What the task requires: Rewrite all of the data below so that every "vertices" becomes "points", with nothing else changed.
*** Excerpted records
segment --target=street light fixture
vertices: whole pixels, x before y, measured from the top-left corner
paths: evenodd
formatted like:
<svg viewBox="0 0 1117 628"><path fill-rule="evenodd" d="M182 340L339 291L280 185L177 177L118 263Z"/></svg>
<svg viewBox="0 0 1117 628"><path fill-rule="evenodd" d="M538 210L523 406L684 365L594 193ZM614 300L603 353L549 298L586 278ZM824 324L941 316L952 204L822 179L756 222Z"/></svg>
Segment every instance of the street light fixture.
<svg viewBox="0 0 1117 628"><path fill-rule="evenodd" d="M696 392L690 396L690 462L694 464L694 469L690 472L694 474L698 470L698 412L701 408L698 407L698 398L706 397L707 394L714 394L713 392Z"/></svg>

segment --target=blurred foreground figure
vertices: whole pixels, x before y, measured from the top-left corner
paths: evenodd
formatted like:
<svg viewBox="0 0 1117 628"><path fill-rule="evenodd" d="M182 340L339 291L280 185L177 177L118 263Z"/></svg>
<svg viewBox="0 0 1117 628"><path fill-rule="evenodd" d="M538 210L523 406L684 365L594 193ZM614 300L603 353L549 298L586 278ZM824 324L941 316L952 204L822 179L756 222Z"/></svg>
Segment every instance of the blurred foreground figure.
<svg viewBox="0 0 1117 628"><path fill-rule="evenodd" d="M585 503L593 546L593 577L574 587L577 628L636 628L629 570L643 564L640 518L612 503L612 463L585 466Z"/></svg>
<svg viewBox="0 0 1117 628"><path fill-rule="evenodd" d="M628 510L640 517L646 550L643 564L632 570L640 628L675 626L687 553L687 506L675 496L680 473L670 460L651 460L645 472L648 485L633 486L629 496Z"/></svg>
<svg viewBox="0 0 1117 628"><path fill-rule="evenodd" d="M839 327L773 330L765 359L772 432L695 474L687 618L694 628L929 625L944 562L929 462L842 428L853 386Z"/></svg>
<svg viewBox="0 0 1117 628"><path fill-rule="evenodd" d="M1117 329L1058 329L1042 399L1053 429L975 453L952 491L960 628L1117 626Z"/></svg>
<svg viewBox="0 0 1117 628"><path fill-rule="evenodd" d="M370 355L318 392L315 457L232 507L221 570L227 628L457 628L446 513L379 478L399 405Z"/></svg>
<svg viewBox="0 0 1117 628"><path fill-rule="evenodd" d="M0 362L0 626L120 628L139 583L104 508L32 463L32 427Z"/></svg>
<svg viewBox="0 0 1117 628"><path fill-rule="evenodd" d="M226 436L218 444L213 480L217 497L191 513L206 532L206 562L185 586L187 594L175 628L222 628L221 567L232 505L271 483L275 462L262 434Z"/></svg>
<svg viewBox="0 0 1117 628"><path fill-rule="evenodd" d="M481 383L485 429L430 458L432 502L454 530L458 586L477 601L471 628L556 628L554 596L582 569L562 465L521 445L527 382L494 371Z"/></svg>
******
Answer to this problem:
segment --target=street light fixture
points: whole pixels, x before y, measured from the top-left corner
paths: evenodd
formatted like:
<svg viewBox="0 0 1117 628"><path fill-rule="evenodd" d="M182 340L339 291L280 185L177 177L118 263Z"/></svg>
<svg viewBox="0 0 1117 628"><path fill-rule="evenodd" d="M538 210L523 406L684 365L594 193ZM614 300L603 353L549 298L586 278ZM824 324L941 316L952 204L822 179L756 222Z"/></svg>
Segment every instance of the street light fixture.
<svg viewBox="0 0 1117 628"><path fill-rule="evenodd" d="M696 392L690 396L690 462L694 464L694 469L690 472L694 474L698 470L698 412L701 408L698 407L698 398L706 397L707 394L714 394L713 392Z"/></svg>

segment --target=blurred foreground figure
points: whole pixels, x before y, measured from the top-left corner
paths: evenodd
formatted like:
<svg viewBox="0 0 1117 628"><path fill-rule="evenodd" d="M182 340L339 291L280 185L177 177L118 263Z"/></svg>
<svg viewBox="0 0 1117 628"><path fill-rule="evenodd" d="M538 210L523 406L684 365L594 193ZM614 300L603 353L549 298L586 278ZM824 324L941 316L952 204L822 179L756 222Z"/></svg>
Segment every instance of the blurred foreground figure.
<svg viewBox="0 0 1117 628"><path fill-rule="evenodd" d="M585 503L593 546L593 577L574 587L577 628L636 628L629 570L643 564L640 518L612 503L612 463L585 466Z"/></svg>
<svg viewBox="0 0 1117 628"><path fill-rule="evenodd" d="M628 510L640 517L646 550L643 564L632 570L640 628L675 626L687 553L687 506L675 496L680 473L670 460L651 460L645 472L648 485L633 486L629 496Z"/></svg>
<svg viewBox="0 0 1117 628"><path fill-rule="evenodd" d="M839 327L773 330L765 359L772 432L695 474L687 618L694 628L929 625L944 562L929 462L842 428L853 386Z"/></svg>
<svg viewBox="0 0 1117 628"><path fill-rule="evenodd" d="M1117 329L1058 329L1042 399L1053 429L975 453L952 491L960 628L1117 626Z"/></svg>
<svg viewBox="0 0 1117 628"><path fill-rule="evenodd" d="M370 355L318 392L315 457L232 507L221 570L227 628L457 628L446 513L379 478L399 405Z"/></svg>
<svg viewBox="0 0 1117 628"><path fill-rule="evenodd" d="M0 362L0 626L120 628L139 583L104 508L32 463L32 427Z"/></svg>
<svg viewBox="0 0 1117 628"><path fill-rule="evenodd" d="M226 436L218 444L213 480L217 497L191 513L206 532L206 562L185 586L187 594L175 628L222 628L221 567L232 505L271 483L275 462L262 434Z"/></svg>
<svg viewBox="0 0 1117 628"><path fill-rule="evenodd" d="M481 383L485 429L430 458L432 502L454 530L458 586L477 601L471 628L556 628L554 596L582 569L562 465L521 445L527 382L494 371Z"/></svg>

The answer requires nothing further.